### SET EXERCISE
How many of the lines below contain the string "step", with case counting? Reply with the number alone.
============================================================
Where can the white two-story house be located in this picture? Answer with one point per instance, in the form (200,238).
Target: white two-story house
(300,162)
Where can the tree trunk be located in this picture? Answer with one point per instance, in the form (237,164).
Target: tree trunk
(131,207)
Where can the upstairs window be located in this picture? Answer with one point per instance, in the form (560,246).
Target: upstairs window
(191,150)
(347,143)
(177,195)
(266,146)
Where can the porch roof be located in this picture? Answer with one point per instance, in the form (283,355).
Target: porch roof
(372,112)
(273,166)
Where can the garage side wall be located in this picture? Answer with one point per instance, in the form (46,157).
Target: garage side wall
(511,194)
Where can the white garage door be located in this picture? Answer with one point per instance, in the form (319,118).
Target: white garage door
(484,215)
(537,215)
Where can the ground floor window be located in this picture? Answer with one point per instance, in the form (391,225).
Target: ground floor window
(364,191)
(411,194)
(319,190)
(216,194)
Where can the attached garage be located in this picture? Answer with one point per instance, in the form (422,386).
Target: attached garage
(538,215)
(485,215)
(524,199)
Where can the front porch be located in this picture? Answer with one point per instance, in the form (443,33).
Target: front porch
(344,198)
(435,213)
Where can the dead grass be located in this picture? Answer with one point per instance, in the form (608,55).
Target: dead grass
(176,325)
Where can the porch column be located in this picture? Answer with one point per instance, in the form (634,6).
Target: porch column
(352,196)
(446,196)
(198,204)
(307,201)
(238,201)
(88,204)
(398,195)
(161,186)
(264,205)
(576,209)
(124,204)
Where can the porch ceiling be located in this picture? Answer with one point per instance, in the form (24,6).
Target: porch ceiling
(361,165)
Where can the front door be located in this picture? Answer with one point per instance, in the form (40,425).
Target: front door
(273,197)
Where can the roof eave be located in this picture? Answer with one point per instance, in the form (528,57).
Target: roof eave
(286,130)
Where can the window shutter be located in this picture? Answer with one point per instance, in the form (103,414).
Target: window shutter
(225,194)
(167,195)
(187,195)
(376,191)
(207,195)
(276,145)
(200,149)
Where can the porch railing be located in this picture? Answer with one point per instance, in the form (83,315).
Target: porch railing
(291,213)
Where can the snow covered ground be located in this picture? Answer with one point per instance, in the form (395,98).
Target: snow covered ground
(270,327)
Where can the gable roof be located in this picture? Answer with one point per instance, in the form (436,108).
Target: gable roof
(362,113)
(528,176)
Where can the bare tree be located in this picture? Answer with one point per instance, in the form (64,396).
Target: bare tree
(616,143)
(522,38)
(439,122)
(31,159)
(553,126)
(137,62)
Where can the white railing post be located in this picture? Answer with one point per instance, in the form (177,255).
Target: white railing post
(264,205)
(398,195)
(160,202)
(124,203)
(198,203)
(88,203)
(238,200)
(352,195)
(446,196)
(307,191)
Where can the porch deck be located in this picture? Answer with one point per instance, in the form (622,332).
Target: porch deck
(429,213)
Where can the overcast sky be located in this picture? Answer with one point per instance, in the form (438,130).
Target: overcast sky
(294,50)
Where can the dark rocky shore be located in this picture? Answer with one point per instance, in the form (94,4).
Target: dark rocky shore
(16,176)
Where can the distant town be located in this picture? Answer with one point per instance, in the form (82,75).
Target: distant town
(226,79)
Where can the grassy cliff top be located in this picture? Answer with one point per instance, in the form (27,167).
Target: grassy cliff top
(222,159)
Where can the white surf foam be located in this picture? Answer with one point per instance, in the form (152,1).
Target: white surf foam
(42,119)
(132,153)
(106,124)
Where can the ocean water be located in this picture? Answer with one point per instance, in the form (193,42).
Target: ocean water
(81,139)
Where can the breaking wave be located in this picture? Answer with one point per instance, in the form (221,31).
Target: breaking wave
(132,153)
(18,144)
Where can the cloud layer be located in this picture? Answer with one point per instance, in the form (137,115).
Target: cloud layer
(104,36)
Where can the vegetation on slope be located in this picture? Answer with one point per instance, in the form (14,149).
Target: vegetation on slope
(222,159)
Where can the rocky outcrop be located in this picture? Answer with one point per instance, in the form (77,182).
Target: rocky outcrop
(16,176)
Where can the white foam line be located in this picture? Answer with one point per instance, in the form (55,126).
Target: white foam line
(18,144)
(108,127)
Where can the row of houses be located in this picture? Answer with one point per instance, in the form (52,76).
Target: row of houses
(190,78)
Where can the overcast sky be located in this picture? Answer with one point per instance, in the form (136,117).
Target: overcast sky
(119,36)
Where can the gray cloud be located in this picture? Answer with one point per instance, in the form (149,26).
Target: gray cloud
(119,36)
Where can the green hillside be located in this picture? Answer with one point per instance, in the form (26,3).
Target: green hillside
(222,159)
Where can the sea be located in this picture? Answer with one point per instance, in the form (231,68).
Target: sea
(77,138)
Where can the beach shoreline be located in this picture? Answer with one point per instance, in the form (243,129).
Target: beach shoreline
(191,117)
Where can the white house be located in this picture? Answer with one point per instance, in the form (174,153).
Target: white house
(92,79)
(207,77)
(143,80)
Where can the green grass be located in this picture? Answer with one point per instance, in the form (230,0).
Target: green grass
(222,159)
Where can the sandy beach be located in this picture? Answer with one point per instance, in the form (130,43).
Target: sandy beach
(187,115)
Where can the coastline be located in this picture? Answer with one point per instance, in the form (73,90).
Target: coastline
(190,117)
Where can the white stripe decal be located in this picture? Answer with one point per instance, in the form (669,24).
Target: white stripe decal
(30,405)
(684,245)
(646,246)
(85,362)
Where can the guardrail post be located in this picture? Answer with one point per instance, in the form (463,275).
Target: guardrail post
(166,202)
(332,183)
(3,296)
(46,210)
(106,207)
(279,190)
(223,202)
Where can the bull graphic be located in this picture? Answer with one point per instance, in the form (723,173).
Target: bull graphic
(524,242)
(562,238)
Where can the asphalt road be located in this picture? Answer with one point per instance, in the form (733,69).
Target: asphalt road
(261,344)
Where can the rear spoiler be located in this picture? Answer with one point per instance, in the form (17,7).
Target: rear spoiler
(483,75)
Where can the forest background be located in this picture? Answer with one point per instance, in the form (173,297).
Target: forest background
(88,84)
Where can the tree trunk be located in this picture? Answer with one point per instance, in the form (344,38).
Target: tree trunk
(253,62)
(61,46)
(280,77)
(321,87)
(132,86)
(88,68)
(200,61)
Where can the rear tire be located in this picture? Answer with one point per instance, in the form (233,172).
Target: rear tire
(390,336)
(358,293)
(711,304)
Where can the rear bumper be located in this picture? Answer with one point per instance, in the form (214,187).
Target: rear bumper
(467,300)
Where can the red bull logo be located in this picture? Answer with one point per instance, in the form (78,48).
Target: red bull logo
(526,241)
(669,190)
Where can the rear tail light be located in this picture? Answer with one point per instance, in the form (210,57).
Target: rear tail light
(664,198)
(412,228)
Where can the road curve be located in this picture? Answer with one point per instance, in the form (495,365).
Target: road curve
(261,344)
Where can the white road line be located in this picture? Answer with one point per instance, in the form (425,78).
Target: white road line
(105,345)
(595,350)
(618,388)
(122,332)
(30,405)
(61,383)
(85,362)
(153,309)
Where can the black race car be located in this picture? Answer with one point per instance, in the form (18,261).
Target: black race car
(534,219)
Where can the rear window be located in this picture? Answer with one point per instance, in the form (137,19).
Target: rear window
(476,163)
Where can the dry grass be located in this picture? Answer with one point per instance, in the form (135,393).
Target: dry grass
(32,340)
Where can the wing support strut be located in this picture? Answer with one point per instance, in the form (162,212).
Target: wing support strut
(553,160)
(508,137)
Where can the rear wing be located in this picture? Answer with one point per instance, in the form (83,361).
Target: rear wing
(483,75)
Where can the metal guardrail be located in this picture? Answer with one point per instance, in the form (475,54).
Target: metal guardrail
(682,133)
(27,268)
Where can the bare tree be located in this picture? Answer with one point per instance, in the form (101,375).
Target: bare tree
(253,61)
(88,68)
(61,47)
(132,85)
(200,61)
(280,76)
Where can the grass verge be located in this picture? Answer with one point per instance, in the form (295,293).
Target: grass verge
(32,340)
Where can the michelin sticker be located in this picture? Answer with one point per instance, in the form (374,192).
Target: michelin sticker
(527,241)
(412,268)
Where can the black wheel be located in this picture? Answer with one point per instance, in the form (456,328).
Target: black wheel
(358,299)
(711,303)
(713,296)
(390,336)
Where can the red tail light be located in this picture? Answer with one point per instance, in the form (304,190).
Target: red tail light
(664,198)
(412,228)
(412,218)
============================================================
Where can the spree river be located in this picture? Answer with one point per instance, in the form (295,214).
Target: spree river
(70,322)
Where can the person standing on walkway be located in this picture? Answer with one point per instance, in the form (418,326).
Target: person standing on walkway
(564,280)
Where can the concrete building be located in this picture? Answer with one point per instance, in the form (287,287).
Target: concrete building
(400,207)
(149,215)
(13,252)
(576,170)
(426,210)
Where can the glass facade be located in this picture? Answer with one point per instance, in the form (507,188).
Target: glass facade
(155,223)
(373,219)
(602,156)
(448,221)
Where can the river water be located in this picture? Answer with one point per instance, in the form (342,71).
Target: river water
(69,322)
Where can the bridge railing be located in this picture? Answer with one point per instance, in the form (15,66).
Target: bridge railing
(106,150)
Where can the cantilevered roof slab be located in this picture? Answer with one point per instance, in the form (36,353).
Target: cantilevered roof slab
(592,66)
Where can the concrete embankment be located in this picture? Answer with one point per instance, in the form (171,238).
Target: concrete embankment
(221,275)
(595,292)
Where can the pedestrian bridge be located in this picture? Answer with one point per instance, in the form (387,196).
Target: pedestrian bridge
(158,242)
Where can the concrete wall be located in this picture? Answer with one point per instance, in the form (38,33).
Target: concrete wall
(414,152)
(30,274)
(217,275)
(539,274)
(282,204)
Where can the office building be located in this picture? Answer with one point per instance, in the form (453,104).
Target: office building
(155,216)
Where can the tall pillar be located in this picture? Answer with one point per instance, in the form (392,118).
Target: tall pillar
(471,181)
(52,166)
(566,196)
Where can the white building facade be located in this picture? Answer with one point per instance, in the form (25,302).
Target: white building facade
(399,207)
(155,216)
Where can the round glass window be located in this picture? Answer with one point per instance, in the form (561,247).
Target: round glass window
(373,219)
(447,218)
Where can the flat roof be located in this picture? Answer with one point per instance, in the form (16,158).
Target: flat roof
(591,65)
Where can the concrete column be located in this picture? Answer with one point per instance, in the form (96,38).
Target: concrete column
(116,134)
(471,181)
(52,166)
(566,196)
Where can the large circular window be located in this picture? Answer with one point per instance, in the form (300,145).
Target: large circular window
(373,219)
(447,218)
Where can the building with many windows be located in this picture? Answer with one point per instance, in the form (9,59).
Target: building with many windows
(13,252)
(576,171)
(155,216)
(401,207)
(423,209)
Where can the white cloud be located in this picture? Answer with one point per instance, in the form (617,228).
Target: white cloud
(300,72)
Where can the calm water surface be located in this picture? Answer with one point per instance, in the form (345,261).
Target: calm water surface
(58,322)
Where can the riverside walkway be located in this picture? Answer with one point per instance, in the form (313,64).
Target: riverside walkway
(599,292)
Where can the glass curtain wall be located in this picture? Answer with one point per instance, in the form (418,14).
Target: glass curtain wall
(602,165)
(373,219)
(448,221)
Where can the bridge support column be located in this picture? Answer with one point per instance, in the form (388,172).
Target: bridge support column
============================================================
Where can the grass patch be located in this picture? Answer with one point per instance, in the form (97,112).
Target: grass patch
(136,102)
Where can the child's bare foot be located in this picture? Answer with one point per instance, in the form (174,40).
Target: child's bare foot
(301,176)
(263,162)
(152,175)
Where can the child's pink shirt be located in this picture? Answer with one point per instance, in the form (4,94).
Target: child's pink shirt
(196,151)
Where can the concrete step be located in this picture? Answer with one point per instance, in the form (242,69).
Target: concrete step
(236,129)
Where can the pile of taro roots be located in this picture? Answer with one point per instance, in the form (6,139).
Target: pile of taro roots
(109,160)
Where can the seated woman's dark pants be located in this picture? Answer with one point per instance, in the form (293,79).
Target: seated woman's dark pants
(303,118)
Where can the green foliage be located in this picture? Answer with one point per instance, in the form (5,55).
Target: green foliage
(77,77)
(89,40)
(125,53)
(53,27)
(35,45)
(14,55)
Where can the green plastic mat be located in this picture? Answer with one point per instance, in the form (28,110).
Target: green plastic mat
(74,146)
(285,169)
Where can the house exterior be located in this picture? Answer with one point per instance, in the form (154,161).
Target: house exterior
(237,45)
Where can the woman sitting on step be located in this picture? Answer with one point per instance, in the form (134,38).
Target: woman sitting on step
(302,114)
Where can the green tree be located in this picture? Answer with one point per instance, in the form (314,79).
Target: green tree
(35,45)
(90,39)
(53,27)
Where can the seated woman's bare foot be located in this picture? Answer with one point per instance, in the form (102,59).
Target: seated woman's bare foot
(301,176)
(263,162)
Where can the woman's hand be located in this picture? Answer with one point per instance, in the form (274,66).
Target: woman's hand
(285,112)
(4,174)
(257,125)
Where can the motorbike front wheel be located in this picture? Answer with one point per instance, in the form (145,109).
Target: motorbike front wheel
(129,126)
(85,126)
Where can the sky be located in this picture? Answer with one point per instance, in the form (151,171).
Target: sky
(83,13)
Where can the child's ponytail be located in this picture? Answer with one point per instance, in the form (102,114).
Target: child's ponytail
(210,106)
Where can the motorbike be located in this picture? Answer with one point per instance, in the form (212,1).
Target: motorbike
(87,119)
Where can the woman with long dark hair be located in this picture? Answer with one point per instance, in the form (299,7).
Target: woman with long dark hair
============================================================
### EXPECTED ANSWER
4